Источник:
##############################

Герой-рассказчик ведет спор с Коноваловым, пытается доказать ему, что он «жертва среды и условий», но успеха не имеет и сам склоняется к мысли, что отнюдь не все в жизни и поведении этого своеобразного человека, «алчущего и жаждущего»», возможно объяснить его происхождением и положением в обществе. Повествователь признается, что его «бесило» фатальное «самоуничижение»» героя, «до той поры еще невиданное» у босяка, и добавляет: «Приходилось заключить, что Коновалов действительно — особая статья»» (Г, 3, 24, 25). Рассказы Горького 1890-х годов при всей их разностильности, многообразии с точки зрения содержания и формы следует рассматривать как особый этап в художественной биографии писателя. Он выступает в эти годы и как романтик, и как реалист. Однако, как всякий большой художник, Горький самобытен: и романтизм, и реализм у него особого качества, они глубоко своеобразны. От романтиков-классиков его отличают внимание к конкретно-историческим условиям быта героев и большая психологическая проникновенность в обрисовке их характеров [251].

В работах о раннем периоде деятельности Горького не раз давались определения его творческого метода. Среди бытующих в настоящее время наиболее приемлемым представляется следующее: «Первые шаги Горького были, несомненно, романтическими, несмотря на то, что делались попытки изобразить его первые рассказы как реализм. Если это и был реализм, то реализм романтический, типа лермонтовского, такой, который не исключает развития в направлении реалистическом».

В первые послереволюционные годы Горьким будет создано сравнительно немного произведений. «С осени 16-го г. по зиму 22-го я ведь не написал ни строки», — отметит он в письме к В. Я. Зазубрину в 1928 г. [252]. И хотя это признание не совсем справедливо (в это время им был создан такой шедевр, как «Л. Н. Толстой», воспоминания о В. Г. Короленко и ряд других публицистических и художественных произведений), значительная доля истины в нем была.

##############################

Строки данных:
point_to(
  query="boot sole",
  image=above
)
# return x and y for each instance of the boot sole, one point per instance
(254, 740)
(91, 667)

##############################

Короткая задача 1: Почему в тексте о раннем творчестве Горького его признание в письме к В. Я. Зазубрину названо не совсем справедливым? Объясните в одном–трех предложениях.
Короткая задача 2: Представьте все строки данных в формате JSON: массивом строковых значений, по одному на каждую строку, без пустых.

Ответ 1: Горький писал, что с осени 16-го года по зиму 22-го не написал ни строки. На самом деле за это время он создал шедевр «Л. Н. Толстой», воспоминания о В. Г. Короленко и ряд других публицистических и художественных произведений. При этом в признании, как отмечается в тексте, была значительная доля истины.

Ответ 2:
[
  "point_to(",
  "  query=\"boot sole\",",
  "  image=above",
  ")",
  "# return x and y for each instance of the boot sole, one point per instance",
  "(254, 740)",
  "(91, 667)"
]